THE PROBLEM
Translate this sentence from the forum thread on barbecue sauce into Spanish: "Or Levi Roots does a Reggae Reggae BBQ sauce that's nice."

EXTRACTED TEXT
········

# Best BBQ sauce?



## sevenstringj (Sep 16, 2009)

So far, I deem "Bone Suckin' Sauce - Hot" and "Bea's Slammin BBQ Sauce" both TRUE. 

But I'm always on the lookout for MOAR. Smaller brands and all-natural, homemade type stuff preferable...


----------



## Scar Symmetry (Sep 16, 2009)

I like how this is in The Lounge 

BBQ Sauce - srs bsnss 

I like HP but you guys probably don't have that in the USA


----------



## vampiregenocide (Sep 16, 2009)

Good old HP.


Or Levi Roots does a Reggae Reggae BBQ sauce that's nice.


----------



## Naren (Sep 16, 2009)

My father was killed by BBQ sauce... 






















Just making sure this fits in the Lounge.


----------



## Esp Griffyn (Sep 16, 2009)

vampiregenocide said:


> Good old HP.
> 
> 
> Or Levi Roots does a Reggae Reggae BBQ sauce that's nice.




Furthermore, he launched his product on Dragons Den!

My favourite is HP Steak sauce...








Smokey BBQ sauce with a good helping of crushed black pepper


----------



## sevenstringj (Sep 16, 2009)

Oh. Sorry. I just thought "the lounge" sounded like where you hang out and just schmooze. I was wondering what the hell Dave was saying.  And then when I saw Naren's reply, I thought, Maybe I better read the lounge RULES.

········

SUPPLIED INFORMATION
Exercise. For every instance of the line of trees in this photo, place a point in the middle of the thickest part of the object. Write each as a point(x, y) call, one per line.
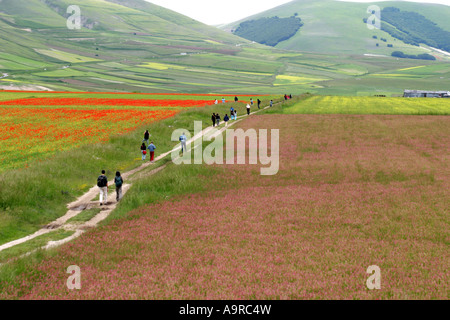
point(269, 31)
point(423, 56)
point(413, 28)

········

EXERCISE RESULT
O Levi Roots hace una salsa barbacoa Reggae Reggae que está buena.